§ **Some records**
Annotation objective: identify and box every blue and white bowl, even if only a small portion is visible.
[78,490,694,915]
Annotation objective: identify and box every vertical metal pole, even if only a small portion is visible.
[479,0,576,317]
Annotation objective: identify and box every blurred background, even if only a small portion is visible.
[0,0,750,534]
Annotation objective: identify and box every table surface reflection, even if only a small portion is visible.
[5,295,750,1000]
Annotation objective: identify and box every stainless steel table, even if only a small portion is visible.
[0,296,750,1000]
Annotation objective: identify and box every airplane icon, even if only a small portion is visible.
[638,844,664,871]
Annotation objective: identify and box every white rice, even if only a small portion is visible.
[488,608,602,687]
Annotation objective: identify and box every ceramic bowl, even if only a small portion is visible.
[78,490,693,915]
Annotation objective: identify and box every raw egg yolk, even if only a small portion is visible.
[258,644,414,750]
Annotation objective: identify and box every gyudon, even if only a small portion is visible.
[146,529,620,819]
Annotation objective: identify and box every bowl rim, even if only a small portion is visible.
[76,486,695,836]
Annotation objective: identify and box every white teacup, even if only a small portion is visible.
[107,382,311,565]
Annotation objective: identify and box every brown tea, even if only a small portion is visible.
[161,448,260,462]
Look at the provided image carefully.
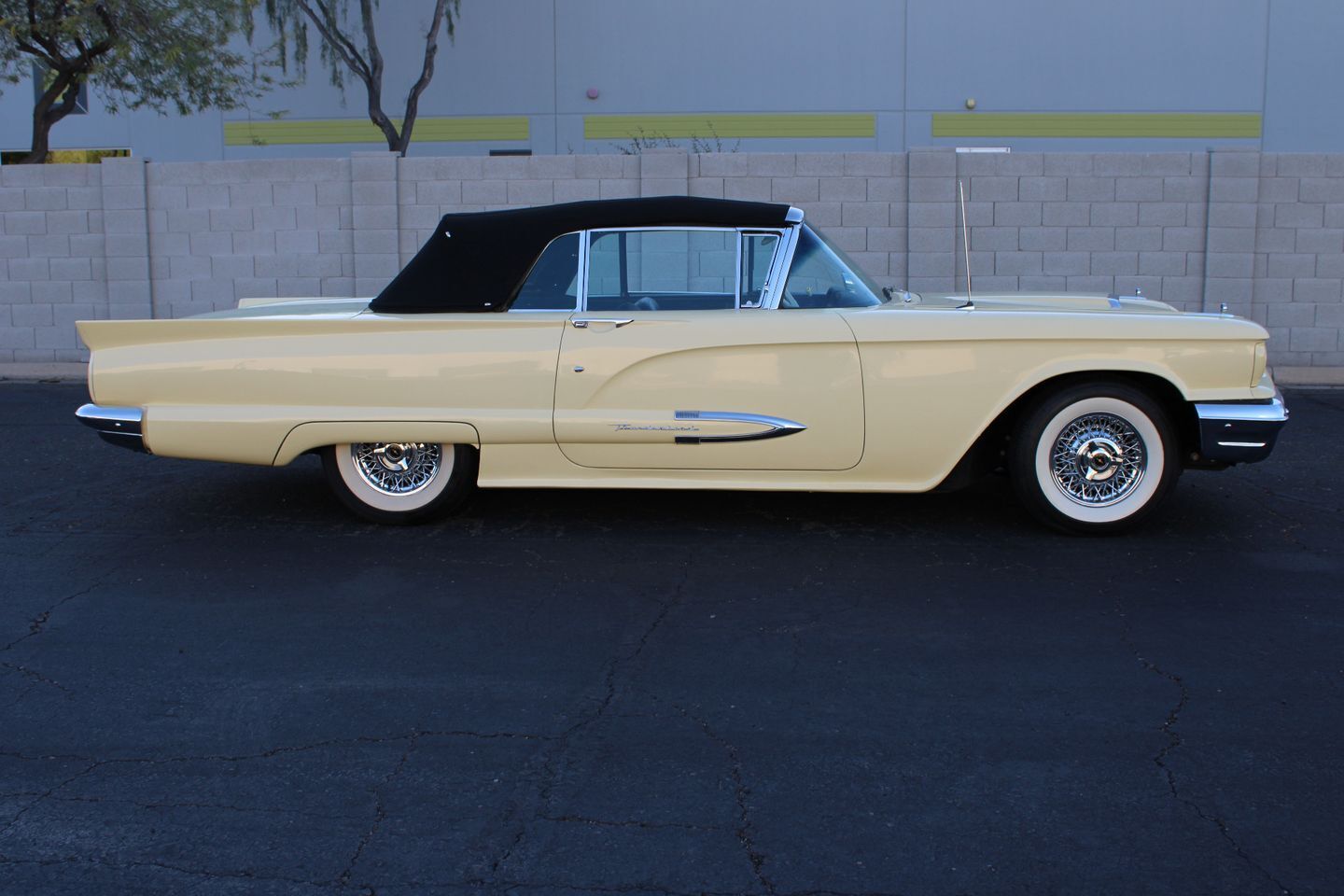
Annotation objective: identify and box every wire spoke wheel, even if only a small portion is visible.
[323,442,480,524]
[1008,382,1180,533]
[1050,413,1148,507]
[349,442,443,496]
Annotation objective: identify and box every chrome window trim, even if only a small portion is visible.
[738,227,789,312]
[572,222,803,315]
[504,230,586,315]
[580,224,747,313]
[761,222,803,310]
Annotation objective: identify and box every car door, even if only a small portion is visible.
[553,227,864,470]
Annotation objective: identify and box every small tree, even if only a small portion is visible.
[0,0,269,162]
[266,0,459,156]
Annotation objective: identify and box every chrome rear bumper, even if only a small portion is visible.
[76,404,149,452]
[1195,391,1288,464]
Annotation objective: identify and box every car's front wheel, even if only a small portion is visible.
[323,442,477,525]
[1009,383,1180,533]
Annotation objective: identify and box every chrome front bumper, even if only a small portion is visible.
[1195,391,1288,464]
[76,404,149,452]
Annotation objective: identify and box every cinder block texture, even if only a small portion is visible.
[0,149,1344,365]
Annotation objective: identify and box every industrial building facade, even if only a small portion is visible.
[0,0,1344,161]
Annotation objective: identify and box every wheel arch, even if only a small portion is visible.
[272,420,482,466]
[937,370,1198,490]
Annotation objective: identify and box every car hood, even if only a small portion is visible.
[885,293,1180,315]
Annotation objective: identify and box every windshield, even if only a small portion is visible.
[779,224,882,308]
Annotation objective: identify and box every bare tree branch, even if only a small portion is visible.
[397,0,448,156]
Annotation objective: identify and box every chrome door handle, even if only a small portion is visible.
[570,317,635,329]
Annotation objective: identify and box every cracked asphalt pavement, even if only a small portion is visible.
[0,383,1344,896]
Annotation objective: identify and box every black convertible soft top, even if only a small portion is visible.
[369,196,789,315]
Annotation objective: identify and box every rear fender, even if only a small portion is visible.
[273,420,482,466]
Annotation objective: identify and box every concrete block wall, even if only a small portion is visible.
[0,149,1344,370]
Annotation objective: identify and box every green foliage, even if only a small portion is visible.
[265,0,461,156]
[0,0,270,161]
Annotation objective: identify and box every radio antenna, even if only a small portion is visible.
[957,177,974,308]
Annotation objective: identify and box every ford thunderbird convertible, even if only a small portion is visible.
[70,198,1288,532]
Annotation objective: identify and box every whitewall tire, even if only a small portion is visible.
[323,442,477,524]
[1011,383,1180,533]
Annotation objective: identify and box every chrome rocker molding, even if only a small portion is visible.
[76,404,149,453]
[1195,392,1288,464]
[676,411,807,444]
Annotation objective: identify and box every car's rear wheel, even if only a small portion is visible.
[1009,383,1180,535]
[323,442,477,525]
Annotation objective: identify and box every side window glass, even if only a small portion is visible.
[742,233,779,308]
[510,233,580,312]
[587,230,738,312]
[779,226,882,308]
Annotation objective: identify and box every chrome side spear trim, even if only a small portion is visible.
[676,411,807,444]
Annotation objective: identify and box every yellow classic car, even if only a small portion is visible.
[70,198,1288,532]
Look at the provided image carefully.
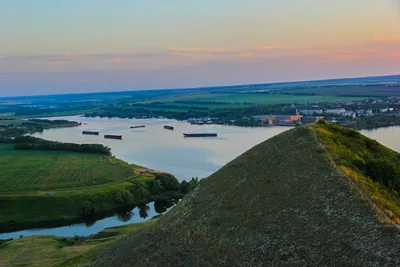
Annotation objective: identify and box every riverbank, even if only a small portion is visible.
[0,141,194,232]
[0,219,157,267]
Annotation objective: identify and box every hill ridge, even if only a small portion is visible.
[83,125,400,266]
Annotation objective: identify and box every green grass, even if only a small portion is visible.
[82,125,400,267]
[0,220,157,267]
[0,144,160,227]
[0,145,133,193]
[313,123,400,224]
[0,119,25,126]
[284,84,399,97]
[157,94,368,108]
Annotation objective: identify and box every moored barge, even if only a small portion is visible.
[82,131,99,135]
[104,134,122,139]
[164,125,174,131]
[183,133,218,137]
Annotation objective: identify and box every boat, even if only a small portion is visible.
[183,133,218,137]
[190,121,204,125]
[164,125,174,131]
[82,131,99,135]
[104,134,122,139]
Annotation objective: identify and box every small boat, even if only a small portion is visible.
[104,134,122,139]
[82,131,99,135]
[183,133,218,137]
[164,125,174,131]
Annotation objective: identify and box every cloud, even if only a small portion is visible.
[104,58,123,63]
[64,51,96,56]
[168,45,229,53]
[49,60,67,65]
[329,54,362,62]
[258,45,297,50]
[372,35,400,41]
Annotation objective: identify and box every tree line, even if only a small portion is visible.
[8,136,111,156]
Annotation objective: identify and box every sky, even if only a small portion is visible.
[0,0,400,96]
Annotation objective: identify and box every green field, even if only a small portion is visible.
[0,119,24,126]
[0,145,133,193]
[0,144,166,231]
[0,220,157,267]
[283,84,400,97]
[146,93,366,108]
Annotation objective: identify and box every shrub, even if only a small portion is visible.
[81,200,96,216]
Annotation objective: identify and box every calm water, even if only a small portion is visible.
[5,116,400,239]
[0,202,168,239]
[0,116,290,239]
[34,116,289,180]
[361,127,400,152]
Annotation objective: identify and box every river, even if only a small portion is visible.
[0,116,290,239]
[0,116,400,239]
[360,126,400,152]
[28,116,290,180]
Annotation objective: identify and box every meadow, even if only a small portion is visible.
[283,84,400,97]
[0,219,157,267]
[135,93,368,112]
[0,144,133,193]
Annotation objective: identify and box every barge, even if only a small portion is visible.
[104,134,122,140]
[164,125,174,131]
[82,131,99,135]
[183,133,218,137]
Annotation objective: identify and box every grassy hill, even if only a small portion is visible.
[0,144,188,232]
[76,124,400,266]
[0,144,133,193]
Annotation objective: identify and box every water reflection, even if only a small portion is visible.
[30,116,290,181]
[139,205,150,219]
[360,126,400,152]
[154,199,177,213]
[0,202,172,239]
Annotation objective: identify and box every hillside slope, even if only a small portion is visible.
[82,125,400,266]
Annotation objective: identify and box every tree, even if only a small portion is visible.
[81,200,96,216]
[151,180,164,195]
[155,173,180,190]
[115,189,135,205]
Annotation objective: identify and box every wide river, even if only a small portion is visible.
[0,116,400,239]
[34,116,289,180]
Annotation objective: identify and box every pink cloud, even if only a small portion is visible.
[64,51,96,56]
[258,45,297,50]
[168,45,229,53]
[235,52,254,58]
[104,58,123,63]
[373,35,400,41]
[49,60,67,65]
[329,54,361,62]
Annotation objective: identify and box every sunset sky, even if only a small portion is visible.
[0,0,400,96]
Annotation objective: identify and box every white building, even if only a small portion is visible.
[300,109,323,115]
[325,108,346,115]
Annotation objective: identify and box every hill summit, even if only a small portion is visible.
[88,123,400,266]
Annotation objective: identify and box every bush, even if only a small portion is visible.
[81,200,96,216]
[155,173,180,190]
[115,189,135,205]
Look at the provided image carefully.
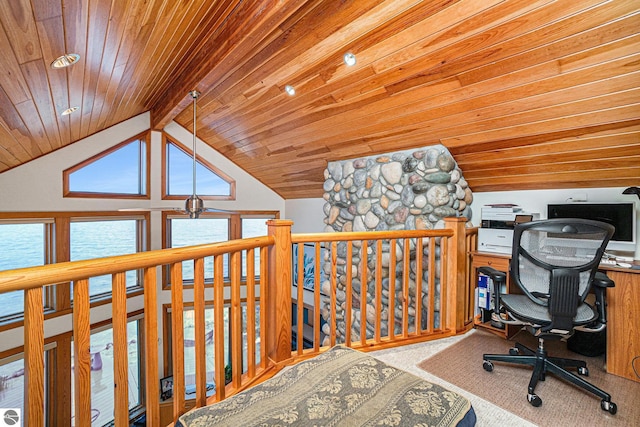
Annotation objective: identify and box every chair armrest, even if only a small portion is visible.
[593,271,616,288]
[591,271,616,325]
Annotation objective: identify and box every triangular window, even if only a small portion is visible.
[62,132,150,199]
[162,136,235,200]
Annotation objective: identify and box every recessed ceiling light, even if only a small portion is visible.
[284,85,296,96]
[342,52,356,67]
[62,107,80,116]
[51,53,80,68]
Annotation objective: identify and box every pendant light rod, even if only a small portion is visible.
[189,90,200,198]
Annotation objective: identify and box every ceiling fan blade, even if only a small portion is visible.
[118,207,184,212]
[203,208,238,214]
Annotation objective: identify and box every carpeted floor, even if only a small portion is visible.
[418,331,640,427]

§ **EXERCISE TASK**
Could you render the data, from the start through the line containing "[78,490,693,915]", as a two-column CSV with the columns objective and box? Use one row for each entry, put each value in a single quoted field, and replace any line breaks with spaces.

§ **WRITTEN RESPONSE**
objective,box
"Annotation objective: identify and box every blue and white bowl, even if only a small portion is visible.","[78,490,694,915]"
"Annotation objective: identify and box every vertical metal pole, even if only a small portion is visible.","[479,0,576,317]"
"Annotation objective: identify and box every blurred background, even if only a small portion is visible.","[0,0,750,534]"
"Annotation objective: identify and box every table surface reflection, even if only a small portion is visible.","[5,295,750,1000]"
"Annotation objective: identify and box every stainless steel table, even if only a small portion is visible.","[0,296,750,1000]"
"Annotation objective: identify and box every airplane icon, even if only a small portion is visible.","[638,844,664,871]"
"Annotation objective: identify and box every white rice, even if only a small portion is visible.","[488,608,602,687]"
"Annotation objective: identify and box every ceramic bowl, even if only a small portion is visible.","[78,490,693,915]"